[Entradas de datos guardadas]
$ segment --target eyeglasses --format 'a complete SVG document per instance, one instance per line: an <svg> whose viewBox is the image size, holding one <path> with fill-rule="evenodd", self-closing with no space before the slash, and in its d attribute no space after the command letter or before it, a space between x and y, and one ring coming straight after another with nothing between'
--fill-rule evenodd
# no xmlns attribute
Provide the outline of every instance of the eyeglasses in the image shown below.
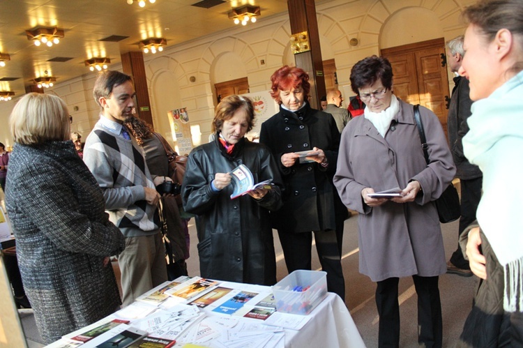
<svg viewBox="0 0 523 348"><path fill-rule="evenodd" d="M384 89L381 91L376 91L372 93L364 93L360 94L360 99L365 101L370 101L371 98L374 97L377 100L381 99L384 96L385 93L387 91L387 89L388 89L387 87L385 87Z"/></svg>

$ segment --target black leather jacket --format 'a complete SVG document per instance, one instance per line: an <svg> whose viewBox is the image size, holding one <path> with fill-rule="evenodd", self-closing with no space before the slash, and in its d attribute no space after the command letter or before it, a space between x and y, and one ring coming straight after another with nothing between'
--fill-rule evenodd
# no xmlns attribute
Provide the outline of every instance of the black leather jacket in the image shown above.
<svg viewBox="0 0 523 348"><path fill-rule="evenodd" d="M278 167L266 146L244 138L228 155L218 137L190 153L182 186L183 208L197 215L201 276L273 285L276 265L269 210L282 205ZM248 195L231 199L231 185L213 190L215 174L231 172L242 163L255 183L270 179L275 189L259 201Z"/></svg>
<svg viewBox="0 0 523 348"><path fill-rule="evenodd" d="M280 112L262 124L259 142L271 149L285 185L283 207L271 214L273 227L287 232L335 229L332 178L336 172L340 132L333 116L308 104L298 114L280 107ZM317 162L296 161L289 168L281 164L282 154L314 146L325 153L326 168Z"/></svg>

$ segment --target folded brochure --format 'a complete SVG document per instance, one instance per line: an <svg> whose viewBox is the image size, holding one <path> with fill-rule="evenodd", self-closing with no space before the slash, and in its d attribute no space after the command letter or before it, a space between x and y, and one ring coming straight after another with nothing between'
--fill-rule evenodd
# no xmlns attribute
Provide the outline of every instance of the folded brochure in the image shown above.
<svg viewBox="0 0 523 348"><path fill-rule="evenodd" d="M392 198L394 197L402 197L402 189L394 188L384 191L376 192L374 193L367 193L367 196L370 198Z"/></svg>
<svg viewBox="0 0 523 348"><path fill-rule="evenodd" d="M234 190L231 195L231 199L234 199L240 196L243 196L249 191L252 191L258 188L264 188L266 190L271 190L272 188L272 184L271 181L272 180L266 180L255 184L255 179L252 176L252 173L250 172L249 168L245 165L240 165L231 171L231 176L232 180L231 183L234 187Z"/></svg>

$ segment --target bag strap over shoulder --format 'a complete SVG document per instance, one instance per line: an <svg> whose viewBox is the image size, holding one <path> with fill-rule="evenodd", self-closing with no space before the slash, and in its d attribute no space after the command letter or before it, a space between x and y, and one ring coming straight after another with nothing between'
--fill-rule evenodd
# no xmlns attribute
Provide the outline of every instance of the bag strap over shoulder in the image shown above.
<svg viewBox="0 0 523 348"><path fill-rule="evenodd" d="M171 147L171 145L169 144L169 143L167 142L167 140L165 140L165 139L164 139L163 137L162 137L161 135L158 135L156 133L153 133L153 134L154 134L156 136L156 137L158 138L158 139L160 140L160 142L162 143L162 145L163 146L164 150L165 150L165 153L167 153L167 157L170 157L171 154L174 154L174 156L178 156L178 153L176 153L176 151L172 149L172 148Z"/></svg>
<svg viewBox="0 0 523 348"><path fill-rule="evenodd" d="M418 131L420 133L420 139L421 139L421 149L423 150L423 155L425 156L425 160L427 164L429 164L429 153L427 149L429 146L427 144L427 139L425 137L425 130L423 130L423 123L421 123L421 117L420 116L420 105L416 104L414 105L414 119L416 123L418 126Z"/></svg>

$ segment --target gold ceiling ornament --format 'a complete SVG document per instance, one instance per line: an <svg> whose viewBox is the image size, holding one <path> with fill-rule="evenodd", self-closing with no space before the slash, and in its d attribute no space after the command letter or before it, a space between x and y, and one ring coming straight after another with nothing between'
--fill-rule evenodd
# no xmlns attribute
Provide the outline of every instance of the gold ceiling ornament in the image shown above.
<svg viewBox="0 0 523 348"><path fill-rule="evenodd" d="M25 31L27 40L32 40L36 46L42 44L51 47L60 43L60 38L63 38L63 30L59 29L56 27L37 27L31 30Z"/></svg>
<svg viewBox="0 0 523 348"><path fill-rule="evenodd" d="M163 47L167 44L167 40L163 38L149 38L140 41L138 45L144 53L151 52L154 54L157 52L163 51Z"/></svg>
<svg viewBox="0 0 523 348"><path fill-rule="evenodd" d="M95 57L84 61L85 66L89 66L91 71L102 71L107 68L107 64L111 63L111 59L105 57Z"/></svg>
<svg viewBox="0 0 523 348"><path fill-rule="evenodd" d="M0 66L6 66L6 62L11 60L11 56L7 53L0 53Z"/></svg>
<svg viewBox="0 0 523 348"><path fill-rule="evenodd" d="M127 0L127 3L129 5L132 5L132 3L135 2L138 3L139 6L145 7L145 0ZM151 3L154 3L156 2L156 0L149 0L149 2Z"/></svg>
<svg viewBox="0 0 523 348"><path fill-rule="evenodd" d="M296 33L291 35L291 50L294 54L310 51L310 44L309 43L309 34L307 31Z"/></svg>
<svg viewBox="0 0 523 348"><path fill-rule="evenodd" d="M33 82L38 88L49 88L53 86L53 82L56 82L56 78L52 76L43 76L33 80Z"/></svg>
<svg viewBox="0 0 523 348"><path fill-rule="evenodd" d="M227 15L229 15L229 19L233 20L235 24L241 23L241 25L247 25L249 22L251 23L255 22L256 17L261 13L259 6L245 5L233 8L232 10L227 13Z"/></svg>
<svg viewBox="0 0 523 348"><path fill-rule="evenodd" d="M15 96L15 92L10 91L0 91L0 101L8 101L11 100L11 97Z"/></svg>

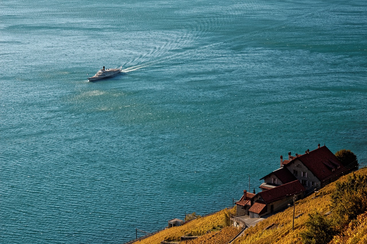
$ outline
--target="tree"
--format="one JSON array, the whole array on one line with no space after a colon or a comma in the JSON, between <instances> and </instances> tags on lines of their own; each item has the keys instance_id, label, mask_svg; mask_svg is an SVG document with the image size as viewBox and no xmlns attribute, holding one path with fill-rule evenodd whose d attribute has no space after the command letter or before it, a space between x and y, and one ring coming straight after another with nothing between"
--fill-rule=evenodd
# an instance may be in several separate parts
<instances>
[{"instance_id":1,"label":"tree","mask_svg":"<svg viewBox=\"0 0 367 244\"><path fill-rule=\"evenodd\" d=\"M332 221L323 215L316 212L308 214L309 219L305 225L307 230L301 233L304 244L326 244L336 233Z\"/></svg>"},{"instance_id":2,"label":"tree","mask_svg":"<svg viewBox=\"0 0 367 244\"><path fill-rule=\"evenodd\" d=\"M342 164L350 169L351 171L358 170L359 164L358 164L358 160L357 160L357 156L350 150L339 150L335 153L335 156Z\"/></svg>"},{"instance_id":3,"label":"tree","mask_svg":"<svg viewBox=\"0 0 367 244\"><path fill-rule=\"evenodd\" d=\"M367 176L353 173L346 181L337 182L331 198L335 225L342 228L367 211Z\"/></svg>"}]
</instances>

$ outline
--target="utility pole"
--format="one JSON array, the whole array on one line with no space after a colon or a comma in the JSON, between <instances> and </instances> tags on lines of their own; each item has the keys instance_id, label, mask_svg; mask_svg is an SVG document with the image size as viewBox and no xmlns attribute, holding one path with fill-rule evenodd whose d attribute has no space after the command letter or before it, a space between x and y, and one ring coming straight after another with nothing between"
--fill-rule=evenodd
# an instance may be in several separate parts
<instances>
[{"instance_id":1,"label":"utility pole","mask_svg":"<svg viewBox=\"0 0 367 244\"><path fill-rule=\"evenodd\" d=\"M292 227L292 230L294 230L294 211L296 207L296 195L295 195L293 196L293 226Z\"/></svg>"},{"instance_id":2,"label":"utility pole","mask_svg":"<svg viewBox=\"0 0 367 244\"><path fill-rule=\"evenodd\" d=\"M250 187L250 175L248 175L248 192L251 192L251 188Z\"/></svg>"}]
</instances>

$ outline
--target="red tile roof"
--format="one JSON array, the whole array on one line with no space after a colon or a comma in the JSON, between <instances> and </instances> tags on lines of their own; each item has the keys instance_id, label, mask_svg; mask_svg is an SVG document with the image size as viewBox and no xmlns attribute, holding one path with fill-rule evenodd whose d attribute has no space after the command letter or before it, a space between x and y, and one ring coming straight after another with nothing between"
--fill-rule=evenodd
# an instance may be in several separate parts
<instances>
[{"instance_id":1,"label":"red tile roof","mask_svg":"<svg viewBox=\"0 0 367 244\"><path fill-rule=\"evenodd\" d=\"M246 193L246 199L244 199L244 195L242 195L242 197L241 198L240 200L236 203L235 203L236 204L238 205L241 205L241 206L244 206L250 200L251 198L255 196L255 194L253 193L250 193L250 192L247 192ZM248 203L247 205L250 205L250 203Z\"/></svg>"},{"instance_id":2,"label":"red tile roof","mask_svg":"<svg viewBox=\"0 0 367 244\"><path fill-rule=\"evenodd\" d=\"M299 181L296 180L275 188L261 192L258 193L267 204L280 200L287 196L300 193L306 189Z\"/></svg>"},{"instance_id":3,"label":"red tile roof","mask_svg":"<svg viewBox=\"0 0 367 244\"><path fill-rule=\"evenodd\" d=\"M326 146L323 146L298 156L299 159L319 180L322 181L336 173L333 169L338 171L344 170L338 158ZM293 161L293 160L292 160ZM338 166L339 168L338 169Z\"/></svg>"},{"instance_id":4,"label":"red tile roof","mask_svg":"<svg viewBox=\"0 0 367 244\"><path fill-rule=\"evenodd\" d=\"M289 163L289 162L290 162L291 161L290 161L289 160L284 160L284 161L283 161L283 162L282 163L283 164L283 165L285 165L286 164Z\"/></svg>"},{"instance_id":5,"label":"red tile roof","mask_svg":"<svg viewBox=\"0 0 367 244\"><path fill-rule=\"evenodd\" d=\"M270 174L264 176L260 180L262 180L272 174L274 174L277 178L280 180L280 181L283 182L283 184L292 182L297 180L297 178L293 175L293 174L291 173L291 171L288 169L284 167L278 169L275 171L273 171Z\"/></svg>"},{"instance_id":6,"label":"red tile roof","mask_svg":"<svg viewBox=\"0 0 367 244\"><path fill-rule=\"evenodd\" d=\"M250 208L248 211L259 214L266 207L266 204L260 200L257 200Z\"/></svg>"}]
</instances>

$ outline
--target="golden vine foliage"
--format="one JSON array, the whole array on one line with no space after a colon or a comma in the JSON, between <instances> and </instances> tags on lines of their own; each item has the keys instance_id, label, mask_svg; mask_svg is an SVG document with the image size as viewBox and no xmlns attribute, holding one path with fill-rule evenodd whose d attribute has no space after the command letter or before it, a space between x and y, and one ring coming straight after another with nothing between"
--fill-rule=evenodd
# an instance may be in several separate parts
<instances>
[{"instance_id":1,"label":"golden vine foliage","mask_svg":"<svg viewBox=\"0 0 367 244\"><path fill-rule=\"evenodd\" d=\"M136 244L160 244L162 241L179 240L183 236L191 234L201 236L218 226L225 225L225 215L230 213L234 215L236 208L230 210L226 208L214 214L196 219L181 226L172 227L149 237L137 241Z\"/></svg>"},{"instance_id":2,"label":"golden vine foliage","mask_svg":"<svg viewBox=\"0 0 367 244\"><path fill-rule=\"evenodd\" d=\"M367 175L367 168L361 169L355 173L356 175ZM345 181L348 175L345 175L338 180ZM320 190L319 192L315 193L305 199L296 202L295 215L300 216L295 219L294 231L292 230L293 209L290 207L259 222L255 226L248 228L244 232L243 236L238 238L232 243L233 244L301 244L302 240L300 234L305 229L305 223L308 219L308 214L313 214L317 211L326 214L332 211L333 210L330 207L330 195L335 188L335 182L332 182ZM234 215L236 212L235 208L229 211L225 209L213 215L197 219L182 226L170 228L135 243L159 244L161 241L178 240L181 236L191 234L193 235L204 235L199 238L207 239L203 239L200 242L201 239L198 238L195 241L199 242L183 242L181 243L182 244L195 244L204 243L204 241L206 244L225 243L225 241L224 240L226 237L219 236L222 234L227 236L231 234L226 232L230 232L230 228L228 228L228 230L224 228L222 233L212 232L204 234L207 231L212 230L214 227L221 225L225 226L225 219L228 218L230 211L232 215ZM302 215L300 215L301 214ZM334 237L331 244L367 243L367 221L364 220L366 218L367 212L359 216L356 220L351 222L342 234ZM225 230L224 230L225 229ZM217 242L208 242L215 241L214 240L217 238L218 240L219 238L222 239ZM224 242L221 242L224 241Z\"/></svg>"},{"instance_id":3,"label":"golden vine foliage","mask_svg":"<svg viewBox=\"0 0 367 244\"><path fill-rule=\"evenodd\" d=\"M367 243L367 212L358 216L349 223L343 234L334 237L330 244L365 244Z\"/></svg>"},{"instance_id":4,"label":"golden vine foliage","mask_svg":"<svg viewBox=\"0 0 367 244\"><path fill-rule=\"evenodd\" d=\"M367 168L364 168L355 172L356 175L367 174ZM344 175L339 179L341 181L345 181L347 175ZM296 202L295 215L302 215L294 220L294 230L292 230L293 221L293 208L289 208L283 212L268 218L259 222L255 226L251 227L245 231L243 236L235 240L233 244L301 244L302 240L300 234L305 229L305 223L308 219L308 214L312 214L316 211L326 214L332 210L330 208L331 204L330 194L335 188L335 182L332 182L320 190L307 197ZM274 225L269 229L266 228L272 224ZM361 233L364 229L361 229ZM356 229L351 227L350 231ZM356 233L359 236L360 234ZM363 235L362 235L363 236ZM365 240L362 236L361 240ZM333 243L366 243L365 242L335 242Z\"/></svg>"},{"instance_id":5,"label":"golden vine foliage","mask_svg":"<svg viewBox=\"0 0 367 244\"><path fill-rule=\"evenodd\" d=\"M211 232L193 240L185 241L181 244L218 244L227 243L240 231L237 228L230 226L225 227L219 231Z\"/></svg>"}]
</instances>

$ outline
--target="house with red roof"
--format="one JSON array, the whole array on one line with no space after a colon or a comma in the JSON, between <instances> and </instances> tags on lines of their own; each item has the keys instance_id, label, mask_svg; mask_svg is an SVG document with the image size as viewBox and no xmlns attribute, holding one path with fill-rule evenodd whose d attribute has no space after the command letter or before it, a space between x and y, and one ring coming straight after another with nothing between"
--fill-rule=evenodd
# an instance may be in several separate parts
<instances>
[{"instance_id":1,"label":"house with red roof","mask_svg":"<svg viewBox=\"0 0 367 244\"><path fill-rule=\"evenodd\" d=\"M288 160L283 161L281 156L280 166L260 179L264 181L259 186L262 191L254 195L244 191L236 203L236 215L259 218L281 209L292 203L295 195L301 199L350 171L328 148L320 144L304 154L292 156L289 152Z\"/></svg>"},{"instance_id":2,"label":"house with red roof","mask_svg":"<svg viewBox=\"0 0 367 244\"><path fill-rule=\"evenodd\" d=\"M250 218L259 218L286 207L293 201L303 197L306 188L297 180L259 192L251 200L253 204L248 209Z\"/></svg>"},{"instance_id":3,"label":"house with red roof","mask_svg":"<svg viewBox=\"0 0 367 244\"><path fill-rule=\"evenodd\" d=\"M297 179L288 169L282 167L273 171L260 180L264 180L264 182L260 185L259 188L262 191L265 191L294 181Z\"/></svg>"},{"instance_id":4,"label":"house with red roof","mask_svg":"<svg viewBox=\"0 0 367 244\"><path fill-rule=\"evenodd\" d=\"M255 194L247 192L246 190L243 190L243 195L240 200L236 203L237 206L236 215L248 215L248 210L253 203L253 200L251 199Z\"/></svg>"}]
</instances>

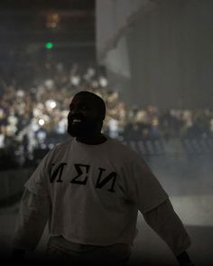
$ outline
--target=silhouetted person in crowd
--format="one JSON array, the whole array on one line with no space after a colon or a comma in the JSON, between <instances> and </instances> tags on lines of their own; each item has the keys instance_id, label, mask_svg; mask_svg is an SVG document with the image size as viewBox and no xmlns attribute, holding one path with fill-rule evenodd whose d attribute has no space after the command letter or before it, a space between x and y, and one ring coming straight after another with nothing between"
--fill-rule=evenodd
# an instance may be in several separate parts
<instances>
[{"instance_id":1,"label":"silhouetted person in crowd","mask_svg":"<svg viewBox=\"0 0 213 266\"><path fill-rule=\"evenodd\" d=\"M121 265L131 256L139 210L180 265L192 265L190 236L167 193L135 151L101 133L105 115L96 94L74 96L68 115L73 138L53 148L25 183L14 258L36 248L48 221L51 261Z\"/></svg>"}]
</instances>

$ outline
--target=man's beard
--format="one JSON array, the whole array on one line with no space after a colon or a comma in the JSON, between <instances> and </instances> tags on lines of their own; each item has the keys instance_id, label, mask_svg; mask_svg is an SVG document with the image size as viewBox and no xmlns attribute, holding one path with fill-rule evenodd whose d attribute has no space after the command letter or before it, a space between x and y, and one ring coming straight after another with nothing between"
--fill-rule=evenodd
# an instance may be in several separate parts
<instances>
[{"instance_id":1,"label":"man's beard","mask_svg":"<svg viewBox=\"0 0 213 266\"><path fill-rule=\"evenodd\" d=\"M84 137L93 134L97 129L97 121L82 121L73 124L72 121L68 120L68 133L72 137Z\"/></svg>"}]
</instances>

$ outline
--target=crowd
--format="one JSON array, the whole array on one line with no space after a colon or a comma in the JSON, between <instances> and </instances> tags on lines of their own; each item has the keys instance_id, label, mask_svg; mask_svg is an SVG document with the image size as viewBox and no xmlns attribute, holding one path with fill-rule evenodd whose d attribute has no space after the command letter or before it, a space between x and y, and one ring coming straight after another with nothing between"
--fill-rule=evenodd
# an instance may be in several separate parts
<instances>
[{"instance_id":1,"label":"crowd","mask_svg":"<svg viewBox=\"0 0 213 266\"><path fill-rule=\"evenodd\" d=\"M113 138L167 140L205 138L213 133L213 110L160 110L143 106L143 103L142 106L128 105L117 91L110 89L98 66L48 62L16 70L11 76L0 76L0 149L4 156L16 152L20 160L32 159L35 149L51 148L63 141L69 105L80 90L93 91L104 98L107 113L103 132Z\"/></svg>"}]
</instances>

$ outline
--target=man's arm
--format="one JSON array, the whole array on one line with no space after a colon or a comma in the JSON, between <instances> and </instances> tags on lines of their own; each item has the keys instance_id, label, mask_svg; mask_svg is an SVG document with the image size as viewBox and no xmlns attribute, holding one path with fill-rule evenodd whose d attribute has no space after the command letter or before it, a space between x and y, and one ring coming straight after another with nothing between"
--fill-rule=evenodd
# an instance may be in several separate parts
<instances>
[{"instance_id":1,"label":"man's arm","mask_svg":"<svg viewBox=\"0 0 213 266\"><path fill-rule=\"evenodd\" d=\"M25 189L16 217L12 255L23 258L25 251L34 250L50 216L51 204L46 195L38 196Z\"/></svg>"},{"instance_id":2,"label":"man's arm","mask_svg":"<svg viewBox=\"0 0 213 266\"><path fill-rule=\"evenodd\" d=\"M146 223L163 239L173 252L180 265L193 265L186 250L190 239L169 199L143 214Z\"/></svg>"}]
</instances>

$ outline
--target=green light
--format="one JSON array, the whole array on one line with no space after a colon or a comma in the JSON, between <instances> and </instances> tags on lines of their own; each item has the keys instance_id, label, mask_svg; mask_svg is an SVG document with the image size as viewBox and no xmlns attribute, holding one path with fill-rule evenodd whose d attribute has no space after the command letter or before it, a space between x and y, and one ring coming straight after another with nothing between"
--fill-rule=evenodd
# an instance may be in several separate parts
<instances>
[{"instance_id":1,"label":"green light","mask_svg":"<svg viewBox=\"0 0 213 266\"><path fill-rule=\"evenodd\" d=\"M53 43L52 42L46 42L45 47L46 47L46 49L52 49Z\"/></svg>"}]
</instances>

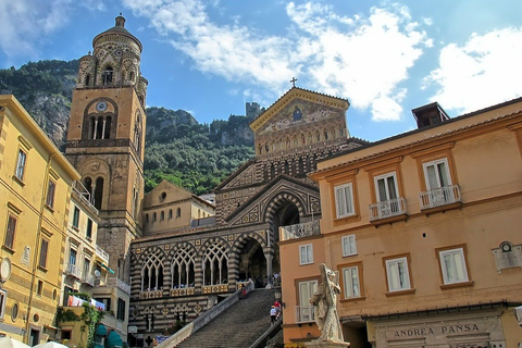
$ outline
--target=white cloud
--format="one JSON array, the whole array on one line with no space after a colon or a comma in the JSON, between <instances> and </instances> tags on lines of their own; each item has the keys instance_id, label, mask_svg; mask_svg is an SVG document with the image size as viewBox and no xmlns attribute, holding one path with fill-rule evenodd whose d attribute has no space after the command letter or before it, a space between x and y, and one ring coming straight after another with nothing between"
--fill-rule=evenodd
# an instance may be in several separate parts
<instances>
[{"instance_id":1,"label":"white cloud","mask_svg":"<svg viewBox=\"0 0 522 348\"><path fill-rule=\"evenodd\" d=\"M432 100L445 109L470 112L520 97L522 28L473 34L462 47L446 46L438 69L424 83L438 90Z\"/></svg>"},{"instance_id":2,"label":"white cloud","mask_svg":"<svg viewBox=\"0 0 522 348\"><path fill-rule=\"evenodd\" d=\"M310 88L349 98L355 108L370 108L378 121L400 119L398 102L406 91L399 85L421 47L431 45L408 9L397 4L372 8L369 17L349 17L313 1L290 2L288 33L261 36L235 17L232 25L214 24L198 0L124 3L148 17L201 72L264 87L270 99L287 90L287 79L296 76Z\"/></svg>"}]
</instances>

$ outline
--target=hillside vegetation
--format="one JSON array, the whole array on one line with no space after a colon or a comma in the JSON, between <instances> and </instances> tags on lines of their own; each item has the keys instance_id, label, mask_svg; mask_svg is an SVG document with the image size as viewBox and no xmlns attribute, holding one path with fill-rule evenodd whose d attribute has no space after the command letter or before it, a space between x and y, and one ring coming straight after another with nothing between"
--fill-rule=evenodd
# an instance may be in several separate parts
<instances>
[{"instance_id":1,"label":"hillside vegetation","mask_svg":"<svg viewBox=\"0 0 522 348\"><path fill-rule=\"evenodd\" d=\"M0 94L14 95L62 151L77 71L77 60L0 70ZM257 114L200 124L184 110L152 107L146 111L146 191L167 179L196 195L210 192L253 157L253 134L248 124Z\"/></svg>"}]
</instances>

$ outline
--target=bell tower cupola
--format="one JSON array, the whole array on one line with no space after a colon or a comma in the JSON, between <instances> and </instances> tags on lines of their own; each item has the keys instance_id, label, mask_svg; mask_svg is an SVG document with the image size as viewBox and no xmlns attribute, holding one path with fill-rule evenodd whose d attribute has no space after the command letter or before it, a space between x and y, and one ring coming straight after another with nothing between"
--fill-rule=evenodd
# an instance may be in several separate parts
<instances>
[{"instance_id":1,"label":"bell tower cupola","mask_svg":"<svg viewBox=\"0 0 522 348\"><path fill-rule=\"evenodd\" d=\"M128 247L141 236L148 82L140 71L141 42L121 14L115 20L79 60L65 156L98 209L97 241L127 282Z\"/></svg>"}]
</instances>

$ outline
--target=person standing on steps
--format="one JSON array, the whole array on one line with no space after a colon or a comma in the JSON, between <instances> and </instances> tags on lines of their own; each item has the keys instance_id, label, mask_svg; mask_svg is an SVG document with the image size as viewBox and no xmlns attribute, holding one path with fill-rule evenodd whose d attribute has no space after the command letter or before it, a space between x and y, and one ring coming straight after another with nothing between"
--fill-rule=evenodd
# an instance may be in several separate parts
<instances>
[{"instance_id":1,"label":"person standing on steps","mask_svg":"<svg viewBox=\"0 0 522 348\"><path fill-rule=\"evenodd\" d=\"M277 310L275 309L275 306L272 306L270 309L270 325L275 323L275 316L277 316Z\"/></svg>"}]
</instances>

**DETALLES DE LA TAREA**
Repite sin cambios el tramo de los registros que va desde su inicio hasta la línea que contiene "Provide the outline of every instance of the eyeglasses", incluida esa línea.

**SOLUCIÓN DE LA TAREA**
$ segment --target eyeglasses --format 'a complete SVG document per instance, one instance per line: an <svg> whose viewBox is the image size, holding one <path> with fill-rule="evenodd", self-closing with no space before the slash, and in its d attribute no space after the command letter or before it, a space between x and y, and one ring coming straight after another with nothing between'
--fill-rule evenodd
# no xmlns attribute
Provide the outline of every instance of the eyeglasses in the image shown below.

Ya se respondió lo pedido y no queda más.